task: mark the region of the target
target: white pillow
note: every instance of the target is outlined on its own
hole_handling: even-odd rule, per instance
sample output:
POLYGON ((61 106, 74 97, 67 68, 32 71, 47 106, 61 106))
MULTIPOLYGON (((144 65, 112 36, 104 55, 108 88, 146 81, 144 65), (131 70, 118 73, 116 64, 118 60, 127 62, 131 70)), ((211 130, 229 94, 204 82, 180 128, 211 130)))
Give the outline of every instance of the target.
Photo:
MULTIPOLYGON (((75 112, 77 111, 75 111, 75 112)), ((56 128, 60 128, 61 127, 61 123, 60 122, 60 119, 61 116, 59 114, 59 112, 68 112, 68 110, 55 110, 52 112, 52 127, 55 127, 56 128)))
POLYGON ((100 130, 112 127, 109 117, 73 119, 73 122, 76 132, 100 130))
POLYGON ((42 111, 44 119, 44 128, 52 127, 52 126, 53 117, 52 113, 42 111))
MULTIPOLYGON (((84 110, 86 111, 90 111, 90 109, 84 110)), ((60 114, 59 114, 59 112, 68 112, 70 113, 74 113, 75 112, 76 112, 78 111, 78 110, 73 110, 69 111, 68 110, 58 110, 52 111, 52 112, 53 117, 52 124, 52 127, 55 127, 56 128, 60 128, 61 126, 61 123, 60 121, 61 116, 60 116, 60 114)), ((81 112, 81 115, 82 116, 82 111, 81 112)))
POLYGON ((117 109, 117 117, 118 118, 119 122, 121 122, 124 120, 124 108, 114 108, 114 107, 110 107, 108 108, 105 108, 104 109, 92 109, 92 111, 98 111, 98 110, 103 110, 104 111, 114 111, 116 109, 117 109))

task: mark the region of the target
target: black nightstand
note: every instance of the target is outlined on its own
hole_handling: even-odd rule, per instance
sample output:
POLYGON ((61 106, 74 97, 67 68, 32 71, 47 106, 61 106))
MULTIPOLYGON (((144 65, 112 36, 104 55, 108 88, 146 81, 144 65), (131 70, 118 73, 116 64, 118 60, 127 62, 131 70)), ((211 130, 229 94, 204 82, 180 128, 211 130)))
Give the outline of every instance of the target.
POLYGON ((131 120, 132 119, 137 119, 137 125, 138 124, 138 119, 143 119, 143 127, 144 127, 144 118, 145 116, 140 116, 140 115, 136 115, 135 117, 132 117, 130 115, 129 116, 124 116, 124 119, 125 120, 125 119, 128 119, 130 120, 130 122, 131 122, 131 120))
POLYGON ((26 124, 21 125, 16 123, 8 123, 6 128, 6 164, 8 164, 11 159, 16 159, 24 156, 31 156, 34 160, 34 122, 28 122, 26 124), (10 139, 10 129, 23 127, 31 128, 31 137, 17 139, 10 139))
-- -- --
▶ _Work to be completed_:
Please reproduce both records above verbatim, line for line, without changing any character.

▶ _Completed exercise_:
task: mark the region of the target
target: white pillow
note: every instance of the target is outlined on its own
hole_handling: even-odd rule, per instance
sample output:
POLYGON ((61 106, 74 97, 67 68, 32 71, 47 106, 61 106))
MULTIPOLYGON (((144 65, 112 36, 104 55, 108 88, 146 81, 144 65), (131 70, 118 73, 116 64, 118 60, 127 62, 131 70)), ((211 130, 229 94, 204 82, 180 128, 211 130)))
Give the outline of every instance of the target.
Photo:
MULTIPOLYGON (((75 112, 77 111, 75 111, 75 112)), ((56 128, 60 128, 61 127, 61 123, 60 122, 60 119, 61 116, 59 114, 59 112, 68 112, 68 110, 55 110, 52 112, 52 127, 55 127, 56 128)))
POLYGON ((100 130, 112 127, 109 117, 73 119, 73 122, 76 132, 100 130))
POLYGON ((42 111, 44 119, 44 128, 52 127, 52 126, 53 117, 52 113, 42 111))
MULTIPOLYGON (((84 110, 86 111, 90 111, 90 109, 84 110)), ((60 114, 59 114, 59 112, 68 112, 70 113, 74 113, 75 112, 76 112, 78 111, 78 110, 73 110, 69 111, 68 110, 58 110, 52 111, 52 112, 53 117, 52 124, 52 127, 55 127, 56 128, 60 128, 61 126, 61 123, 60 121, 61 116, 60 116, 60 114)), ((81 112, 81 115, 82 116, 82 111, 81 112)))
POLYGON ((117 109, 117 117, 118 118, 119 122, 121 122, 124 120, 124 108, 114 108, 114 107, 110 107, 108 108, 105 108, 104 109, 92 109, 92 111, 98 111, 98 110, 103 110, 104 111, 114 111, 116 109, 117 109))

task: mark the region of the target
target: black nightstand
note: every instance of the target is outlined on its own
hole_handling: even-odd rule, per instance
sample output:
POLYGON ((61 106, 74 97, 67 68, 32 71, 47 106, 61 106))
MULTIPOLYGON (((144 65, 112 36, 104 55, 108 88, 146 81, 144 65), (131 70, 118 73, 116 64, 118 60, 127 62, 131 70)), ((211 130, 229 94, 204 82, 180 128, 211 130)))
Give the outline of every instance of the target.
POLYGON ((131 120, 132 119, 137 119, 137 125, 138 124, 138 119, 143 119, 143 127, 144 127, 144 118, 145 116, 140 116, 140 115, 136 115, 135 117, 132 117, 130 115, 129 116, 124 116, 124 119, 125 120, 125 119, 128 119, 130 120, 130 122, 131 122, 131 120))
POLYGON ((26 124, 21 125, 16 123, 8 123, 6 128, 6 164, 8 164, 11 159, 16 159, 24 156, 31 156, 34 160, 34 122, 28 122, 26 124), (10 139, 10 129, 23 127, 31 128, 31 137, 17 139, 10 139))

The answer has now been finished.